[Records contained in a dataset]
►

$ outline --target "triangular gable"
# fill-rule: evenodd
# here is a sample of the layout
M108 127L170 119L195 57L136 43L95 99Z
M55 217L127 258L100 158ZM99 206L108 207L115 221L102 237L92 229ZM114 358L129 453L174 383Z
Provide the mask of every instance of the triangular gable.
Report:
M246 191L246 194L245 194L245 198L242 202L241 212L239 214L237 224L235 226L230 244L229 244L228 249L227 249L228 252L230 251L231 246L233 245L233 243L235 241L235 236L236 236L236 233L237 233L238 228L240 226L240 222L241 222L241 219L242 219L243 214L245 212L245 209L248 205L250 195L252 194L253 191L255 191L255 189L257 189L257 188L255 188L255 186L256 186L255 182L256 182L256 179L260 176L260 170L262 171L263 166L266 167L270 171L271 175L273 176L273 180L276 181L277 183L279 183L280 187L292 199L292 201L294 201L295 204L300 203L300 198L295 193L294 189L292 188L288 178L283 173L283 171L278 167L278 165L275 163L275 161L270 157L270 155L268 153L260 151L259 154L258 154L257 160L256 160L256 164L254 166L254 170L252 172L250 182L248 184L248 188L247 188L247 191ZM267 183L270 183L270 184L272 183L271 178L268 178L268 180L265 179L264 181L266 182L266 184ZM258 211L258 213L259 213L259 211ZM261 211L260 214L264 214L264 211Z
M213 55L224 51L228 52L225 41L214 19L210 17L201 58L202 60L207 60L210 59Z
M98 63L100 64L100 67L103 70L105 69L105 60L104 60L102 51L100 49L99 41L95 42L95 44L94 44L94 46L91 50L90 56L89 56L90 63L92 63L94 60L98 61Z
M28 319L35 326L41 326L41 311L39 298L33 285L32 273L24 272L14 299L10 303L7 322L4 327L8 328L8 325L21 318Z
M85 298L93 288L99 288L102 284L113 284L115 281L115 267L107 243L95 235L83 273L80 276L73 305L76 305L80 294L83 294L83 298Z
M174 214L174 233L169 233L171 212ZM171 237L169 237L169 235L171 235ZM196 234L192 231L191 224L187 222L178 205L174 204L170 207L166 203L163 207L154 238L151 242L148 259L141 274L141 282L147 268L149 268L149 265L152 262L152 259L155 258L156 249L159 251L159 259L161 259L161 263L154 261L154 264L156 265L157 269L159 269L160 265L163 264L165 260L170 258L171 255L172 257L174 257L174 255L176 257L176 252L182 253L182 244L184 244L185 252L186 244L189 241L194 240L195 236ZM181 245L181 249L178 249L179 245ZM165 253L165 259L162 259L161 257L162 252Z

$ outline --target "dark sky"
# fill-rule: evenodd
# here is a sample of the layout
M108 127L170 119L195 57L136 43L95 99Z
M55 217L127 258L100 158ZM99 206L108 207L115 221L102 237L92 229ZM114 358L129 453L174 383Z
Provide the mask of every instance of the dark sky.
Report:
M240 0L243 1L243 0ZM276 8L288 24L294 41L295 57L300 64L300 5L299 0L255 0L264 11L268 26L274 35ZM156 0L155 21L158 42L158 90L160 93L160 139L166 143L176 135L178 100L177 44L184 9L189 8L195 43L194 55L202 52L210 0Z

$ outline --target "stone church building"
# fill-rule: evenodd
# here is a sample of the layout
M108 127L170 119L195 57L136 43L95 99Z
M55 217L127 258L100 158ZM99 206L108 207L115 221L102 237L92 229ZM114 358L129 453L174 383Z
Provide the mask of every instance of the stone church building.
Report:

◄

_TRY IT_. Copy each line, exactly, that falls between the line containing "Provide the mask of every instance of the stone" and the end of the entries, both included.

_EXERCISE RESULT_.
Provide the mask of every instance of the stone church building.
Report:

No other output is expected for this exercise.